- **Opdrachten**:
A. Noem uit de tekst over Nepal alle groepen die worden genoemd als personen die verdacht worden van maoïstische sympathieën.
B. Wat is volgens de tekst over Nepal een belangrijke reden die Nepalezen aanvoeren om hun land te verlaten?
C. Ga verder met de tekst over Nepal, aansluitend op de laatste zin.

### Bron ###

Personen met een verhoogd risico op bedreiging van de zijde van de maoïsten zijn personen die in overheidsdienst werken in die districten waar de maoïsten zeggenschap hebben, personen die actief zijn binnen politieke partijen, waarbij met name CPN (UML)- en NCP-leden een verhoogd risico lopen alsmede grootgrondbezitters en personen die aangifte doen bij de overheid van maoïstische activiteiten.

Personen die verdacht worden van maoïstische sympathieën lopen een verhoogd risico op arrestatie en detentie op verdenking van maoïstische activiteiten. Hierbij gaat het onder meer om leden van radicale communistische partijen, leraren, sociaal werkers, links-georiënteerde journalisten, mensenrechtenactivisten en familieleden van maoïsten. Het merendeel van hen wordt na enige tijd vastgezeten te hebben om onderzoek te verrichten naar de mogelijke betrokkenheid bij deze activiteiten, weer vrijgelaten.

Discriminatie op grond van geslacht is in Nepal is constitutioneel verboden maar in de praktijk worden vrouwen achtergesteld. In toenemende mate verschijnen er berichten dat de maoïsten minderjarigen zouden inzetten in hun 'People's War'.


4. Vluchtelingen en ontheemden


4.1
Motieven

Een belangrijke reden die door Nepalezen wordt aangevoerd om hun land te verlaten is de grote armoede waarmee zij te maken hebben. De meerderheid zoekt zijn heil in India en met name in de grote steden New Delhi, Bombay en Calcutta. Andere redenen als gevolg waarvan Nepal wordt verlaten zijn vrouwenhandel, vrees voor de maoïstische opstandelingen en vrees voor vervolging van de zijde van de Nepalese autoriteiten.

### Gegevens ###

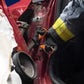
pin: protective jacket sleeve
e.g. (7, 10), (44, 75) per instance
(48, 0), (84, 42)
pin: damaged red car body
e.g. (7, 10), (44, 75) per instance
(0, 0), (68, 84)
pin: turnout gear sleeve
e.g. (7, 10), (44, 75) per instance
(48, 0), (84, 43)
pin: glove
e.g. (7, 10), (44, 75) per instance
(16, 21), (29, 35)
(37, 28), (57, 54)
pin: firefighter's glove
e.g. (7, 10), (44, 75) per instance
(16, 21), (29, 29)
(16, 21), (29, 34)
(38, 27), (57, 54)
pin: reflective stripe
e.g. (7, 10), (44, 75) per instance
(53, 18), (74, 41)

###
### Gegevens ###

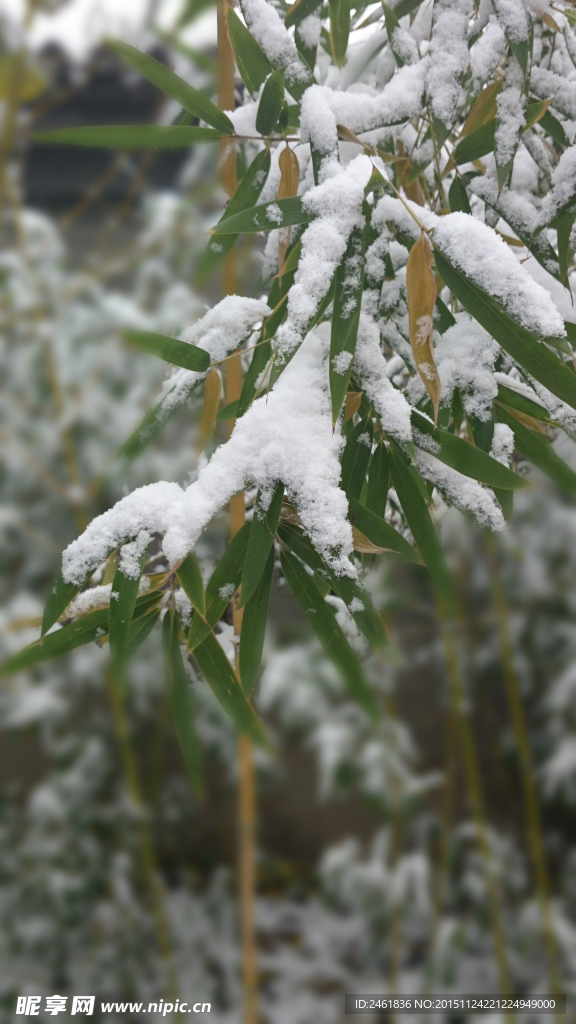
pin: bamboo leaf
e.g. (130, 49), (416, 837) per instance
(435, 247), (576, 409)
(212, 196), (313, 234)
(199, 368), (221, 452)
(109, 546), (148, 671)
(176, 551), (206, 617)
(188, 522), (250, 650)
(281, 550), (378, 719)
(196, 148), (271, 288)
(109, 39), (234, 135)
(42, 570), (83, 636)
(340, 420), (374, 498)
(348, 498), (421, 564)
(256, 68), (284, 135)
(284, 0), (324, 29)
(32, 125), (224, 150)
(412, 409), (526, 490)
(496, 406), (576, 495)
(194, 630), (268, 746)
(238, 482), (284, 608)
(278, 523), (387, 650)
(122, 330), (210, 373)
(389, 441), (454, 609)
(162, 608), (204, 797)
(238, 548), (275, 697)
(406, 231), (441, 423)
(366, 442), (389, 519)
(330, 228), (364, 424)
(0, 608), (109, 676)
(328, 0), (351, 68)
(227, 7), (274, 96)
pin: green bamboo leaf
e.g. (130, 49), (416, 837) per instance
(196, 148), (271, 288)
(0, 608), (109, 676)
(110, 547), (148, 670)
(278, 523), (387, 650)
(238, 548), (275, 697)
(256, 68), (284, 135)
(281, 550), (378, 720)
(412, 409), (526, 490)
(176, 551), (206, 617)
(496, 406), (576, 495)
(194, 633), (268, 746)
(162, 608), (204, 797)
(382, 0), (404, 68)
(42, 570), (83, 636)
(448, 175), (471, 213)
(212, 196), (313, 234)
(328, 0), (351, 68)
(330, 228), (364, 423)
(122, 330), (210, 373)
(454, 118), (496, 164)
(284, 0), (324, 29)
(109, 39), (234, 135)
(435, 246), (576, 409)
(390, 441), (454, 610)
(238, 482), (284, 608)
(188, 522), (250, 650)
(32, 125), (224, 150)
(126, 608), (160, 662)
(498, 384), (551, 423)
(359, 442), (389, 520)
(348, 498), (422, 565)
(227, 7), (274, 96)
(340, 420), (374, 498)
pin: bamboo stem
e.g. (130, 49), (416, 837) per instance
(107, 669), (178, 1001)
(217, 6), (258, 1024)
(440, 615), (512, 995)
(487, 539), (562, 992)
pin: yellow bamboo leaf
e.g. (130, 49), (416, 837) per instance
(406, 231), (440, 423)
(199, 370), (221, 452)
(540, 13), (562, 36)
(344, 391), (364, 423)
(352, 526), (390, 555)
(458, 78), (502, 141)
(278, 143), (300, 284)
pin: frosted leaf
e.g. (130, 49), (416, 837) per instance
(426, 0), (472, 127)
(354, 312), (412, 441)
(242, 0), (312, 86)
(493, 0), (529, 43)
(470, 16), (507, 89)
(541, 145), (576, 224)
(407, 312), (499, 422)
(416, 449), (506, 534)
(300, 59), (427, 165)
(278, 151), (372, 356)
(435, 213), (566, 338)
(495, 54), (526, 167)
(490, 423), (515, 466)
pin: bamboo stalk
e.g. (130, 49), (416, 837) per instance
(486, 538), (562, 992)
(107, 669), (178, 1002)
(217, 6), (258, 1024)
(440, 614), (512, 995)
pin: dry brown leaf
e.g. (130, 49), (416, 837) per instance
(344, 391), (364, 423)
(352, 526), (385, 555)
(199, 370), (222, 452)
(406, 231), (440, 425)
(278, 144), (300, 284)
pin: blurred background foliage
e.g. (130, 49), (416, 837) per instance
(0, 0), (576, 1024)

###

- **Antwoorden**:
A.
- Leden van radicale communistische partijen
- Leraren
- Sociaal werkers
- Links-georiënteerde journalisten
- Mensenrechtenactivisten
- Familieleden van maoïsten

B. De grote armoede waarmee zij te maken hebben.

C.
4.2 Verblijfsalternatief


Voor personen die in de districten waar de maoïsten actief zijn te maken krijgen met bedreigingen van de zijde van de maoïsten, bestaat in de regel een verblijfsalternatief in de districten in de centrale regio waar de maoïsten niet actief zijn (w.o. Kathmandu) alsmede in de oostelijke regio. Aan personen die te maken hebben met bedreigingen, afpersingen en intimidaties van de zijde van de maoïsten, kan in de gebieden die onder controle staan van de Nepalese autoriteiten, waaronder Kathmandu, over het algemeen bescherming worden geboden. Diverse bronnen in Nepal hebben gemeld dat het niet erg waarschijnlijk is dat personen die in de westelijke districten door de maoïsten worden bedreigd, tot in Kathmandu achtervolgd zullen worden (zie hiertoe ook p.17 en p.20). In de lente van 2000 verschenen er berichten in de Nepalese pers over groepen mensen afkomstig uit het westen van Nepal die op de vlucht geslagen zouden zijn voor de maoïstische opstandelingen en zich nu in Kathmandu zouden bevinden. In welke mate dit plaatsvindt en om welke aantallen het gaat is vooralsnog onduidelijk, maar er zijn geen signalen dat deze groepen te maken zouden hebben met een negatieve bejegening door de autoriteiten.

De Nepalese regering heeft geen formeel vluchtelingenbeleid. Wel verleent zij opvang aan vluchtelingen uit Bhutan en Tibet in het kader waarvan er samenwerking plaatsvindt met de United Nations High Commissioner for Refugees (UNHCR) en met andere humanitaire organisaties die zich inzetten voor de opvang van deze vluchtelingen. Tevens wordt er met de landen India, Pakistan, Sri Lanka en Bangladesh gesproken over het opstellen van een alternatief vluchtelingenverdrag. Sinds 1989 beschikt de UNHCR over een kantoor in Kathmandu.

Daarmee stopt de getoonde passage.